Stated task. Nothing may be dropped or altered: reproduce all the data.

Data to use.

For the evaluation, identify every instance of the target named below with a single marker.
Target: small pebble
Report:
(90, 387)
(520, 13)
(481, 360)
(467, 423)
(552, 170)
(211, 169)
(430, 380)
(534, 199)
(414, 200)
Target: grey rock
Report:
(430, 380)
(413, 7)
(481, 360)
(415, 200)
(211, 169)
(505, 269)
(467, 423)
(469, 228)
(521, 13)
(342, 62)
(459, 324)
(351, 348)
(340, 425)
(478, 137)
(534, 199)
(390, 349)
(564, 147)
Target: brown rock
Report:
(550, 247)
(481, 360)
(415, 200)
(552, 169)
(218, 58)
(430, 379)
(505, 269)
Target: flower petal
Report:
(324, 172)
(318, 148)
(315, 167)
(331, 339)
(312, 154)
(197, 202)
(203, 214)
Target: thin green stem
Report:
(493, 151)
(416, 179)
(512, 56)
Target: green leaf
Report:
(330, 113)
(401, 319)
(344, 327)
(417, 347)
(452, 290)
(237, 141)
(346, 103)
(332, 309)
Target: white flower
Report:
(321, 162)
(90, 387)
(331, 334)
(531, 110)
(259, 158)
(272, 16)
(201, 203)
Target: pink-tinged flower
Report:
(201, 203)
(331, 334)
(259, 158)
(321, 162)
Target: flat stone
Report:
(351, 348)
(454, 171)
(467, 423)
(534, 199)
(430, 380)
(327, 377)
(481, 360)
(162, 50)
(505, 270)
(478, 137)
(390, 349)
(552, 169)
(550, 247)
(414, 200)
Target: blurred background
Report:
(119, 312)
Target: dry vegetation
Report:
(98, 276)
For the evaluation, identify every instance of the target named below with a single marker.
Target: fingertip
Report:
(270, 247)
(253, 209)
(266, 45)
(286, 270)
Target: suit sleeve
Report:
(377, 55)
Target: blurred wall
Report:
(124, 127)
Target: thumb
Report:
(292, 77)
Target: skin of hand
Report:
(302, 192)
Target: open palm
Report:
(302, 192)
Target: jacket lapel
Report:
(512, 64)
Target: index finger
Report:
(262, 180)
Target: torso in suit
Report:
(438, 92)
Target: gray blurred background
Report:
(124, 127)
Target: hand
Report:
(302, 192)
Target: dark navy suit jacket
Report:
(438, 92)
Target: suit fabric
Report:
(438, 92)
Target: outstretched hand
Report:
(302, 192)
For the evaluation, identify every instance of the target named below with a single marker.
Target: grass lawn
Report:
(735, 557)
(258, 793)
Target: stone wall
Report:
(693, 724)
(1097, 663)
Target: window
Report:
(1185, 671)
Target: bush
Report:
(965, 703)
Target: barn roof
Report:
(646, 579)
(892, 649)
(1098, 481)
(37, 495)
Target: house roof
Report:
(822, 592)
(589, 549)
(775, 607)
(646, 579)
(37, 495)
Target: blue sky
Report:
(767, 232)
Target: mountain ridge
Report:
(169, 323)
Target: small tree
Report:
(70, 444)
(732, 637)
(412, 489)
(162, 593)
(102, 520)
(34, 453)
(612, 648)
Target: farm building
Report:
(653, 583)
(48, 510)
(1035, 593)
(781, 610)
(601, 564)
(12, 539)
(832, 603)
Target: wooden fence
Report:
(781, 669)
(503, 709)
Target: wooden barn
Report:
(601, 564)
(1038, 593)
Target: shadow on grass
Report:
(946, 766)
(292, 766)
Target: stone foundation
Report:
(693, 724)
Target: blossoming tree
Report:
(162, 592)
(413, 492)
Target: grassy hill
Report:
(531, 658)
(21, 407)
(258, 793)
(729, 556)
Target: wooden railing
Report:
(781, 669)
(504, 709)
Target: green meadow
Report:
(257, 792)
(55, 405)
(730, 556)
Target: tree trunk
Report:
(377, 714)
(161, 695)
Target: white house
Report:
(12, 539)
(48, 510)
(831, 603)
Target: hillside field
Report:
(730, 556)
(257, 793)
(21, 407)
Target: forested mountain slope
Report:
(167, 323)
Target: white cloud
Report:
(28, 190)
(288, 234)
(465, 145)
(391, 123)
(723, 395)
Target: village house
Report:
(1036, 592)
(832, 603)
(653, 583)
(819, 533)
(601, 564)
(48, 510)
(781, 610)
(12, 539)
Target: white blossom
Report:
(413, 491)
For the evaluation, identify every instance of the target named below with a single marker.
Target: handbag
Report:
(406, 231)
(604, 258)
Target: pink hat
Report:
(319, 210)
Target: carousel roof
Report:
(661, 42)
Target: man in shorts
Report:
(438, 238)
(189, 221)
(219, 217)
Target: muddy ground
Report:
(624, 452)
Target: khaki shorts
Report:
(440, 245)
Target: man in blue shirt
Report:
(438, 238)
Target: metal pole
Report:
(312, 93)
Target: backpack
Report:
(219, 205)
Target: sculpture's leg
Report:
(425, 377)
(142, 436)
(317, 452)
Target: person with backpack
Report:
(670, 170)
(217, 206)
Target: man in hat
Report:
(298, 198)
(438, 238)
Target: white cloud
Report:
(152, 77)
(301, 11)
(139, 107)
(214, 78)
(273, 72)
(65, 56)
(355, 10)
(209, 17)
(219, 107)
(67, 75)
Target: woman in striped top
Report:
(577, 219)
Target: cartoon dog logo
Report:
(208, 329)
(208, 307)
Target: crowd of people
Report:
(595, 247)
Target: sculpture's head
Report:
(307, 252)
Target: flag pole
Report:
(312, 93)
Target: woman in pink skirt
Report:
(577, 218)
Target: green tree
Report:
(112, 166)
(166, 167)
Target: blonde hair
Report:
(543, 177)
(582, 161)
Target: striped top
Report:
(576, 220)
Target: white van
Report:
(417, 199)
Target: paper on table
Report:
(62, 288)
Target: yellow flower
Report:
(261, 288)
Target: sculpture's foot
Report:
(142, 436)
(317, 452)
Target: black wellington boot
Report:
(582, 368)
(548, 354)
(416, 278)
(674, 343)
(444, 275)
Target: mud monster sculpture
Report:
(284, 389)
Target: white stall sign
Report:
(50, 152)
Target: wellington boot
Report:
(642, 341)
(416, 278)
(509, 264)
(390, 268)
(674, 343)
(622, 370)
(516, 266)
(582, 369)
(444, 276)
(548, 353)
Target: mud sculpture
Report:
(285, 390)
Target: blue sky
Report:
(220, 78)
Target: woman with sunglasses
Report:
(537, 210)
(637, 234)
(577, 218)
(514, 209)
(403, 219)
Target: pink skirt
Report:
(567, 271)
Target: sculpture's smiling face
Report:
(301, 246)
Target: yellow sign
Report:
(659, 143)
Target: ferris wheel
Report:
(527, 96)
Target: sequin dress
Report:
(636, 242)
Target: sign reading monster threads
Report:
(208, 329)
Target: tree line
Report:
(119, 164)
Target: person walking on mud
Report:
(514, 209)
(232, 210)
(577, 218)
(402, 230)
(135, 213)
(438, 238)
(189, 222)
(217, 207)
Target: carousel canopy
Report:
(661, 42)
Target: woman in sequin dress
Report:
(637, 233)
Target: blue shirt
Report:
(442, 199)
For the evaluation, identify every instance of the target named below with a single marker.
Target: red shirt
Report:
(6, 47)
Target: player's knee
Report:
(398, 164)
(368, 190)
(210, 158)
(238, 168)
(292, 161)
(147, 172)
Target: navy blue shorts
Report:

The solution.
For the evaluation, identify every instance of the target named below with a single marker.
Target: small pebble
Report:
(90, 387)
(520, 13)
(481, 360)
(467, 423)
(552, 170)
(211, 169)
(430, 380)
(534, 199)
(414, 200)
Target: grey rock
Report:
(430, 380)
(413, 7)
(481, 360)
(415, 200)
(211, 169)
(505, 269)
(467, 423)
(469, 228)
(521, 13)
(342, 62)
(459, 324)
(351, 348)
(340, 425)
(478, 137)
(534, 199)
(390, 349)
(564, 147)
Target: brown rock
Report:
(550, 247)
(481, 360)
(415, 200)
(552, 169)
(218, 58)
(430, 379)
(505, 269)
Target: flower petal
Report:
(324, 172)
(318, 148)
(315, 167)
(331, 339)
(312, 154)
(197, 202)
(203, 214)
Target: thin green stem
Report:
(493, 151)
(416, 179)
(512, 56)
Target: green leaf
Report:
(330, 113)
(401, 319)
(344, 327)
(417, 347)
(452, 290)
(237, 141)
(346, 103)
(332, 309)
Target: white flower
Report:
(321, 162)
(90, 387)
(331, 334)
(531, 110)
(259, 158)
(272, 16)
(201, 203)
Target: pink-tinged flower
Report:
(201, 203)
(331, 334)
(259, 158)
(321, 162)
Target: flat stone
Report:
(351, 348)
(454, 171)
(467, 423)
(534, 199)
(430, 380)
(327, 377)
(481, 360)
(162, 50)
(505, 270)
(478, 137)
(390, 349)
(552, 169)
(550, 247)
(414, 200)
Target: blurred background
Report:
(119, 312)
Target: dry vegetation
Report:
(98, 276)
For the evaluation, identify every instance of the target named below with a single marker.
Target: fingertip
Report:
(270, 247)
(253, 209)
(266, 45)
(286, 270)
Target: suit sleeve
Report:
(377, 55)
Target: blurred wall
Report:
(124, 127)
Target: thumb
Report:
(292, 77)
Target: skin of hand
Report:
(302, 192)
Target: open palm
Report:
(302, 192)
Target: jacket lapel
Report:
(512, 64)
Target: index finger
Report:
(262, 180)
Target: torso in suit
Report:
(438, 92)
Target: gray blurred background
Report:
(124, 127)
Target: hand
Report:
(302, 192)
Target: dark navy suit jacket
Report:
(438, 92)
Target: suit fabric
Report:
(438, 92)
Target: outstretched hand
Report:
(302, 192)
For the evaluation, identify every instance of the target named below with a single marker.
Target: grass lawn
Report:
(735, 557)
(258, 793)
Target: stone wall
Report:
(693, 724)
(1097, 663)
Target: window
Report:
(1185, 671)
Target: bush
Report:
(965, 703)
Target: barn roof
Report:
(646, 579)
(892, 649)
(1098, 481)
(37, 495)
Target: house roof
Report:
(822, 592)
(589, 549)
(775, 607)
(646, 579)
(37, 495)
Target: blue sky
Report:
(767, 232)
Target: mountain ridge
Report:
(169, 323)
Target: small tree
Report:
(70, 444)
(732, 637)
(412, 489)
(162, 593)
(102, 520)
(34, 453)
(612, 648)
Target: farm building
Report:
(653, 583)
(48, 510)
(1035, 593)
(781, 610)
(601, 564)
(12, 539)
(832, 603)
Target: wooden fence
Report:
(781, 669)
(503, 709)
Target: wooden barn
Report:
(601, 564)
(1038, 593)
Target: shadow on grass
Report:
(946, 766)
(292, 766)
Target: stone foundation
Report:
(693, 724)
Target: blossoming tree
Report:
(162, 592)
(413, 492)
Target: grassy hill
Report:
(531, 658)
(21, 407)
(258, 793)
(729, 556)
Target: wooden railing
Report:
(781, 669)
(504, 709)
Target: green meadow
Report:
(257, 792)
(55, 405)
(730, 556)
Target: tree trunk
Report:
(377, 714)
(161, 695)
Target: white house
Report:
(12, 539)
(48, 510)
(831, 603)
Target: hillside field
Report:
(730, 556)
(257, 793)
(21, 407)
Target: forested mountain slope
Report:
(167, 323)
Target: white cloud
Report:
(28, 190)
(288, 234)
(465, 145)
(391, 123)
(723, 395)
Target: village house
Report:
(1036, 592)
(832, 603)
(653, 583)
(819, 533)
(601, 564)
(48, 510)
(781, 610)
(12, 539)
Target: white blossom
Report:
(413, 491)
For the evaluation, identify every instance of the target named below with a single marker.
Target: handbag
Report:
(406, 231)
(604, 258)
Target: pink hat
Report:
(319, 210)
Target: carousel roof
Report:
(661, 42)
Target: man in shorts
Report:
(438, 238)
(189, 221)
(219, 217)
Target: muddy ground
Report:
(624, 452)
Target: khaki shorts
Report:
(440, 245)
Target: man in blue shirt
Report:
(438, 238)
Target: metal pole
Report:
(312, 93)
Target: backpack
Report:
(219, 205)
Target: sculpture's leg
Report:
(425, 377)
(142, 436)
(317, 452)
Target: person with backpack
Report:
(670, 170)
(217, 206)
Target: man in hat
Report:
(298, 198)
(438, 238)
Target: white cloud
Report:
(152, 77)
(301, 11)
(139, 107)
(214, 78)
(273, 72)
(65, 56)
(355, 10)
(209, 17)
(219, 107)
(67, 75)
Target: woman in striped top
Report:
(577, 219)
Target: cartoon dog logo
Report:
(208, 329)
(208, 307)
Target: crowd of people
Report:
(595, 247)
Target: sculpture's head
Report:
(307, 252)
Target: flag pole
Report:
(312, 93)
Target: woman in pink skirt
Report:
(577, 218)
Target: green tree
Report:
(112, 166)
(166, 167)
Target: blonde hair
Report:
(543, 177)
(582, 161)
Target: striped top
Report:
(576, 220)
Target: white van
Report:
(417, 199)
Target: paper on table
Report:
(62, 288)
Target: yellow flower
Report:
(261, 288)
Target: sculpture's foot
Report:
(142, 436)
(317, 452)
Target: black wellington boot
Report:
(582, 368)
(548, 354)
(416, 278)
(674, 343)
(444, 275)
Target: mud monster sculpture
Report:
(284, 389)
Target: white stall sign
Report:
(50, 152)
Target: wellington boot
Report:
(642, 341)
(416, 278)
(509, 264)
(390, 268)
(674, 343)
(622, 370)
(516, 266)
(582, 369)
(444, 276)
(548, 353)
Target: mud sculpture
Report:
(285, 390)
Target: blue sky
Report:
(220, 78)
Target: woman with sunglasses
Report:
(537, 210)
(637, 234)
(577, 218)
(514, 209)
(403, 219)
Target: pink skirt
Report:
(567, 271)
Target: sculpture's smiling face
Report:
(301, 246)
Target: yellow sign
Report:
(659, 143)
Target: ferris wheel
Report:
(527, 96)
Target: sequin dress
Report:
(636, 242)
Target: sign reading monster threads
Report:
(208, 329)
Target: tree line
Report:
(119, 164)
Target: person walking on mud
Report:
(514, 209)
(232, 210)
(577, 218)
(402, 230)
(135, 213)
(438, 238)
(189, 222)
(217, 207)
Target: carousel canopy
Report:
(661, 42)
Target: woman in sequin dress
Report:
(637, 233)
Target: blue shirt
Report:
(442, 199)
For the evaluation, identify every instance of the target named below with a single marker.
Target: red shirt
Report:
(6, 47)
Target: player's knee
Report:
(398, 164)
(368, 190)
(210, 158)
(238, 168)
(292, 161)
(147, 172)
Target: navy blue shorts
Report:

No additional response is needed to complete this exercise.